Work instructions: Begin at the line that has "Can you see the treeline" and stop after the last of the items, giving those lines again with "per instance" swapped for "for each instance" and nothing else altered.

Location annotation dataset excerpts:
==================================================
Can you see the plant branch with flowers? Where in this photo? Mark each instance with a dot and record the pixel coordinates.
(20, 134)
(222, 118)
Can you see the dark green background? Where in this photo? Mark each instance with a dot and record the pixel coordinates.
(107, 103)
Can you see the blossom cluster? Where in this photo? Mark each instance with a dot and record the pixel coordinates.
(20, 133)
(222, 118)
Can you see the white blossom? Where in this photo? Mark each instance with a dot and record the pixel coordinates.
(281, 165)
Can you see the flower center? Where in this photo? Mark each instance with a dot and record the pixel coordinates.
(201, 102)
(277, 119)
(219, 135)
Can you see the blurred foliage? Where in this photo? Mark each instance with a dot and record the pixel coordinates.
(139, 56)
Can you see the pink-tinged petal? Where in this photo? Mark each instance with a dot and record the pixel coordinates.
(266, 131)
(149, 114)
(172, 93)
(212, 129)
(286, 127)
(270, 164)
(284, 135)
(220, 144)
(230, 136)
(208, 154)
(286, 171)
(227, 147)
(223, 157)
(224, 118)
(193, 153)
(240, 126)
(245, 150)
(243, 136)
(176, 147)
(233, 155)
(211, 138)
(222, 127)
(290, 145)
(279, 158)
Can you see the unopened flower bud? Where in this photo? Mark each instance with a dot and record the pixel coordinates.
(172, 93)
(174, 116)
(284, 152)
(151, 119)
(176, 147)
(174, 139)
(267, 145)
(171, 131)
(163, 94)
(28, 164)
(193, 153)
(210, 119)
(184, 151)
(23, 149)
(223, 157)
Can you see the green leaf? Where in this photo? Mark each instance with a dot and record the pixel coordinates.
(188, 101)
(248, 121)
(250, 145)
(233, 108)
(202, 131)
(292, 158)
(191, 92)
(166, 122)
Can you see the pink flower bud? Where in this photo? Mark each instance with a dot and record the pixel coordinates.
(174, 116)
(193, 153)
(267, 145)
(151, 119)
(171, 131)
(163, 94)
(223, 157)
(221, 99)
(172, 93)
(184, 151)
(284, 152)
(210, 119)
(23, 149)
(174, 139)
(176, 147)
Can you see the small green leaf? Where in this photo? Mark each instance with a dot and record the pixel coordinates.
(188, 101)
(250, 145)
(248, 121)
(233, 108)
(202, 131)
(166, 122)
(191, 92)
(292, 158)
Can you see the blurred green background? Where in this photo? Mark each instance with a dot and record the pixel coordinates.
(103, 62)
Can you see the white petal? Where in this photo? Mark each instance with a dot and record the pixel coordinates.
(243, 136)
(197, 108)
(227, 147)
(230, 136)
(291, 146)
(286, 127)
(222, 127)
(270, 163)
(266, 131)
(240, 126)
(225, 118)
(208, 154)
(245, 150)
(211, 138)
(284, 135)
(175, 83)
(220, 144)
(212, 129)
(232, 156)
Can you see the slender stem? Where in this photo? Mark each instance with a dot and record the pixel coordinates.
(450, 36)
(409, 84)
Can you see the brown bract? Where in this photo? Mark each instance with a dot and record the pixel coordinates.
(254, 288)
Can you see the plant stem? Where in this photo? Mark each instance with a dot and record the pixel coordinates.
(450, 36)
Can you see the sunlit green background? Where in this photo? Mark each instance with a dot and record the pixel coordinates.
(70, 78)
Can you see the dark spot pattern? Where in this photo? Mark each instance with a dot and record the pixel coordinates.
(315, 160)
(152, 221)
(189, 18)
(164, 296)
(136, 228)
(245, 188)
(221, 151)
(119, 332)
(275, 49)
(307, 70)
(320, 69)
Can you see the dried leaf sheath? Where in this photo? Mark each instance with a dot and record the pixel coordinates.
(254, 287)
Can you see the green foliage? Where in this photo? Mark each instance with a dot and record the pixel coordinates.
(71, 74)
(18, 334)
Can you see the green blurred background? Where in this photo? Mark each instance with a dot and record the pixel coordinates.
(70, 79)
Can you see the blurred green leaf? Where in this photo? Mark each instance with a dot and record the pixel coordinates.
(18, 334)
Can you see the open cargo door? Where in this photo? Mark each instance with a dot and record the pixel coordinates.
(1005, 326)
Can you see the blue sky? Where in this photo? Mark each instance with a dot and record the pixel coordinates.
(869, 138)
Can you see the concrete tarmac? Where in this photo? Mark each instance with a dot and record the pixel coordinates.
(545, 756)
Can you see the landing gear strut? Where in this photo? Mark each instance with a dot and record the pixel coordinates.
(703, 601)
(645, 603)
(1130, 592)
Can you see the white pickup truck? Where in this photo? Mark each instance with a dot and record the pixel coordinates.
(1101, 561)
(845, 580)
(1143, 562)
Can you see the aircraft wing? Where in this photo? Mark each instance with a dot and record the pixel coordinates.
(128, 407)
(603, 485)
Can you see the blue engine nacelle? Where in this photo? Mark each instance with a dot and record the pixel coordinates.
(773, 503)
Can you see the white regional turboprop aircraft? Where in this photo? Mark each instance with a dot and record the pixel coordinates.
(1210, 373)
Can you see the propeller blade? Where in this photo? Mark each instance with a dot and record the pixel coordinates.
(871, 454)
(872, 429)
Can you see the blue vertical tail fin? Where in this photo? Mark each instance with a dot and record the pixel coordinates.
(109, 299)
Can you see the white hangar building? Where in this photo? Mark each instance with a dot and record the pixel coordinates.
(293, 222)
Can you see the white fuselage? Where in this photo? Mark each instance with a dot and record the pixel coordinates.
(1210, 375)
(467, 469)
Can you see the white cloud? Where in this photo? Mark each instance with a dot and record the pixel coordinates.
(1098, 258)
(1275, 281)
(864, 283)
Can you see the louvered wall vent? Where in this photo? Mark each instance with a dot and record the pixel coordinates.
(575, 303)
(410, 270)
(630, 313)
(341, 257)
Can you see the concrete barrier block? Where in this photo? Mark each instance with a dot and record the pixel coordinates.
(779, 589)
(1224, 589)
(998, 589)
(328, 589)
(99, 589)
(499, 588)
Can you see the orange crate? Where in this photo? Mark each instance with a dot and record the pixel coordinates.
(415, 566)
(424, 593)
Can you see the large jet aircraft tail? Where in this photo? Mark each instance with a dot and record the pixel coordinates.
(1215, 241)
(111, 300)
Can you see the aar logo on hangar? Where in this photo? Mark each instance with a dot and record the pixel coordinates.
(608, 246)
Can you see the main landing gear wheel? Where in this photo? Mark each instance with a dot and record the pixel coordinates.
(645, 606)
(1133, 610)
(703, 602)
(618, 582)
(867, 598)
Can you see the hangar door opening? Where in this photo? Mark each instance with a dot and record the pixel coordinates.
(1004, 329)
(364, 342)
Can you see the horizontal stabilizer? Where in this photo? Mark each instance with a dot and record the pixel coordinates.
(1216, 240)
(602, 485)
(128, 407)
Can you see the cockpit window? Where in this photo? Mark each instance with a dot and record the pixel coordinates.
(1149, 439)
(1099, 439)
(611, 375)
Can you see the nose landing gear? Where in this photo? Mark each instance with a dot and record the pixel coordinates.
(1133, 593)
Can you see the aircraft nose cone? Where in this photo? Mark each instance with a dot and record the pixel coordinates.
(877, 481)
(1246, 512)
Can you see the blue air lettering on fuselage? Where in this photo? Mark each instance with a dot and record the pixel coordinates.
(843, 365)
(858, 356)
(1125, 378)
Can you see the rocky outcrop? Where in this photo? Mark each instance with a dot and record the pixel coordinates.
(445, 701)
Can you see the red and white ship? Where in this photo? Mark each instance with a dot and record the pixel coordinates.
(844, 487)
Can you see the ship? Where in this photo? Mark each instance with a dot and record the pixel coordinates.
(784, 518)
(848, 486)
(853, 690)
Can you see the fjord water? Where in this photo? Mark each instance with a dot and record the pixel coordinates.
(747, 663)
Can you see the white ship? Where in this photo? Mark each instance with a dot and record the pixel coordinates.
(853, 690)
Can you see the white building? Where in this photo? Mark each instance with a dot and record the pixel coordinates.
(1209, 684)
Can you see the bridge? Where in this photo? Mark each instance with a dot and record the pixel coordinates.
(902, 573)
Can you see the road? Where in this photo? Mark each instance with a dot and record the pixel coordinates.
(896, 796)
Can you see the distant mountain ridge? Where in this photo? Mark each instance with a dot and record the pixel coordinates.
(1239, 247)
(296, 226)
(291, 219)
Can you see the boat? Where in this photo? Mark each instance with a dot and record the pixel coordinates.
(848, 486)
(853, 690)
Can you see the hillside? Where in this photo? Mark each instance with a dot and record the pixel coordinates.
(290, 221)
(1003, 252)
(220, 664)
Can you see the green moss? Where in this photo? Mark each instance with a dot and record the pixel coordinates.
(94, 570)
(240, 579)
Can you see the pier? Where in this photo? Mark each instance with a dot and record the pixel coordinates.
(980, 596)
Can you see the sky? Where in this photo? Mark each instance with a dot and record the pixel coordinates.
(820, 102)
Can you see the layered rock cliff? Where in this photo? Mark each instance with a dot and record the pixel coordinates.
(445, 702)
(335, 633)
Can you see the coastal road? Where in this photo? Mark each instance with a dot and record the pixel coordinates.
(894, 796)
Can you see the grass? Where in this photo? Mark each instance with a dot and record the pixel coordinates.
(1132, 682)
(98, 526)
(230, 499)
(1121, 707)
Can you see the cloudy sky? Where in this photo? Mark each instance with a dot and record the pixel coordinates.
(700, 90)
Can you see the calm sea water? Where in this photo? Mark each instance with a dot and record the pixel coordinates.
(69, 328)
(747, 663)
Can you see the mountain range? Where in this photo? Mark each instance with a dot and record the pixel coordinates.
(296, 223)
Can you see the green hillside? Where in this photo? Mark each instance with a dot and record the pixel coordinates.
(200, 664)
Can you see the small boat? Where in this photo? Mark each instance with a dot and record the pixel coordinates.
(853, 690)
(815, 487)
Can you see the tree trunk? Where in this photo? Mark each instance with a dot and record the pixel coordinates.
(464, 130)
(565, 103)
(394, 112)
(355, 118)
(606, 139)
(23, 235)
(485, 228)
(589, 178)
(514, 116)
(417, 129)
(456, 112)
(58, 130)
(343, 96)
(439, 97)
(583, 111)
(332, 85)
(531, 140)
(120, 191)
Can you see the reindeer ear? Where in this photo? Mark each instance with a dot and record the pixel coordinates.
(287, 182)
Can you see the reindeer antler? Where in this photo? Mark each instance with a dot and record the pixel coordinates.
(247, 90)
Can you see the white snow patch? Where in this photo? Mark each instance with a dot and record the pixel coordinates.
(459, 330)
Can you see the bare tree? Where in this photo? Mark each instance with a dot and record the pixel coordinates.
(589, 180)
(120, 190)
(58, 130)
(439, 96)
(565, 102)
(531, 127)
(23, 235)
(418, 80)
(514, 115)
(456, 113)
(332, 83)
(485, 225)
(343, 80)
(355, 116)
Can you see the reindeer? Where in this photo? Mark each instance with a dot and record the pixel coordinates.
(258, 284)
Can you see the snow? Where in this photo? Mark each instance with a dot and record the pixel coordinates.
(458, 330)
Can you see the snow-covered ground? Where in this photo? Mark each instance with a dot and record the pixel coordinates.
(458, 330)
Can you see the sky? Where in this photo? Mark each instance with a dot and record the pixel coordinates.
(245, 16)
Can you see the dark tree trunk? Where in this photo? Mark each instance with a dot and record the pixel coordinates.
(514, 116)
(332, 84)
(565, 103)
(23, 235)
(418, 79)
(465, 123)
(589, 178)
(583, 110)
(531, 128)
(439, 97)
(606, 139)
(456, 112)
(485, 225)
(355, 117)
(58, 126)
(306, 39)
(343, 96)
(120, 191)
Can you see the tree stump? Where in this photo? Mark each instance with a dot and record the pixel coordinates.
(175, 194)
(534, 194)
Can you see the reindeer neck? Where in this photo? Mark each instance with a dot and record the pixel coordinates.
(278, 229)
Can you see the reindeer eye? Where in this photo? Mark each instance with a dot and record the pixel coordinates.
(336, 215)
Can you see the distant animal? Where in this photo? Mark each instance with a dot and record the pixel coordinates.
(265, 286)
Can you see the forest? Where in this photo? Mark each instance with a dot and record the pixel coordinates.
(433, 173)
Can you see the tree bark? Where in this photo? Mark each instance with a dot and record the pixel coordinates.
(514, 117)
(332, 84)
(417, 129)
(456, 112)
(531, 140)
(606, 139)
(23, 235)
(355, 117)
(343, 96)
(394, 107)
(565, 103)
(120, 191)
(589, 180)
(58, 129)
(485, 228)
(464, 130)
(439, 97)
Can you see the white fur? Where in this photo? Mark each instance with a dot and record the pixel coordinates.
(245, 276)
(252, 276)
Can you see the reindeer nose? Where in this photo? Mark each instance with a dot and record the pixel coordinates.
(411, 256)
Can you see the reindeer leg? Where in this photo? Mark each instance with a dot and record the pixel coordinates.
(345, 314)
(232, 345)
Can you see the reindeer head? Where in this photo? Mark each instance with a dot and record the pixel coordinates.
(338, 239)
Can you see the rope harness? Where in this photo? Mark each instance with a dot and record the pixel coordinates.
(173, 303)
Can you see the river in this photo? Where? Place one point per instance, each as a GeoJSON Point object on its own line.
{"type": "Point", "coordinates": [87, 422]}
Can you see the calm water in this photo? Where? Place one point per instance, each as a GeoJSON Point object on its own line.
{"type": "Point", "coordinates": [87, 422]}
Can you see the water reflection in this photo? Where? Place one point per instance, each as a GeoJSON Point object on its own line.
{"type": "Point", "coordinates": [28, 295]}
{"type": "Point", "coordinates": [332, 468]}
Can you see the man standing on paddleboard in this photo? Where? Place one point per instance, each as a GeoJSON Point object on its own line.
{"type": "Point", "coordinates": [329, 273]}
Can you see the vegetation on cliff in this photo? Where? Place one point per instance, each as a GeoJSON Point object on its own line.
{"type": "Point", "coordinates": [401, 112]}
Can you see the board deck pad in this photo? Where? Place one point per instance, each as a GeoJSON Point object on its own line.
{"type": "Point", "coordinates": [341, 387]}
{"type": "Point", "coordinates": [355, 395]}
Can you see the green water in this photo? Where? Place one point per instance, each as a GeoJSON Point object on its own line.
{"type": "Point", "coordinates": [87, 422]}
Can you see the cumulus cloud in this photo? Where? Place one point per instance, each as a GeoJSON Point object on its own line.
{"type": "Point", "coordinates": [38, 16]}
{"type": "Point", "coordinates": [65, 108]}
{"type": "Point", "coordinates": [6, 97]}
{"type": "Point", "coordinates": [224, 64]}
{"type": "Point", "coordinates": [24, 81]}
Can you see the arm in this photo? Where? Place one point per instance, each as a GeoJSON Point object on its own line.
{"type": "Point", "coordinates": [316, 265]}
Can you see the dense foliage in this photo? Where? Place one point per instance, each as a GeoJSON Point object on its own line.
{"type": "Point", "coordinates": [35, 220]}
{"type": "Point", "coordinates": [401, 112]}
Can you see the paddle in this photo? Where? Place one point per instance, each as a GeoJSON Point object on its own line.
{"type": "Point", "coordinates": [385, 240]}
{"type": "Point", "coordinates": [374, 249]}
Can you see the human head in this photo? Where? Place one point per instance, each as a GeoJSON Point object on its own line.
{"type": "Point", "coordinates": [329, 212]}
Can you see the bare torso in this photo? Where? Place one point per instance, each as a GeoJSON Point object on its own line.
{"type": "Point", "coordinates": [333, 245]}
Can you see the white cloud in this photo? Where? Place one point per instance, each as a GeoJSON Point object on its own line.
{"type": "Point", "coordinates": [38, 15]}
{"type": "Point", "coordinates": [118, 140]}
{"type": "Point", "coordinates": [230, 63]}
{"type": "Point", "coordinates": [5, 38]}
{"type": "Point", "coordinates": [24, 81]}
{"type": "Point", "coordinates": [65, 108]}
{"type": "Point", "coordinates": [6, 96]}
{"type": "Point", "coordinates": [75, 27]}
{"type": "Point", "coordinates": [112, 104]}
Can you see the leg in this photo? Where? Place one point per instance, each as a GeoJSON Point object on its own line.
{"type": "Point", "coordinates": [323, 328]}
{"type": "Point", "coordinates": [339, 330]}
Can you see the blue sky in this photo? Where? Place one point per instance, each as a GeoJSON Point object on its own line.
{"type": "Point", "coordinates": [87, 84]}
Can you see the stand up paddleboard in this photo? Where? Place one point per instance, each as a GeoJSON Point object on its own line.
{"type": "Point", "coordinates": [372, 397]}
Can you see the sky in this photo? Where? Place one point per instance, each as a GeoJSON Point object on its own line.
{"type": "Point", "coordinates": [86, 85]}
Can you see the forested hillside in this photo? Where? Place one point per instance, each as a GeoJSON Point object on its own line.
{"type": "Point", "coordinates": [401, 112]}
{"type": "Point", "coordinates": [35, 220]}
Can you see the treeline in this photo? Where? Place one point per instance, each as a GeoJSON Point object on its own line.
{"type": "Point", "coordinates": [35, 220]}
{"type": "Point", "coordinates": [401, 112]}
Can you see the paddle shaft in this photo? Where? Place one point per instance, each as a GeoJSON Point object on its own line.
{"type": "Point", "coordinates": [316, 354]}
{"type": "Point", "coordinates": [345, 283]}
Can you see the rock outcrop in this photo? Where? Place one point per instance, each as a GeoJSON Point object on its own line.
==================================================
Result:
Can you see the treeline in this photo? Where? Place one point for each instance, each as a GeoJSON Point object on its own line.
{"type": "Point", "coordinates": [35, 220]}
{"type": "Point", "coordinates": [401, 112]}
Can you see the paddle shaft in this photo? Where? Place one point for each instance, each as a GeoJSON Point object on its own line.
{"type": "Point", "coordinates": [316, 354]}
{"type": "Point", "coordinates": [345, 283]}
Can you see the rock outcrop in this photo? Where? Place one point for each instance, each as a GeoJSON Point object on its own line.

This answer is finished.